**What you should do**
Can you turn every line of the items below into a Markdown table with the columns "Row" and "Item line", numbering each row and leaving out blank lines?
----------------
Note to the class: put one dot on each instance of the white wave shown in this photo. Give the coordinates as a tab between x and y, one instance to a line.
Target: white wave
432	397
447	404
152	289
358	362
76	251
----------------
**Solution below**
| Row | Item line |
|---|---|
| 1 | Note to the class: put one dot on each instance of the white wave shown in this photo. Give the coordinates as a tab between x and y, one instance to a line. |
| 2 | Target: white wave |
| 3 | 432	397 |
| 4 | 447	404 |
| 5 | 152	289 |
| 6 | 358	362 |
| 7 | 76	251 |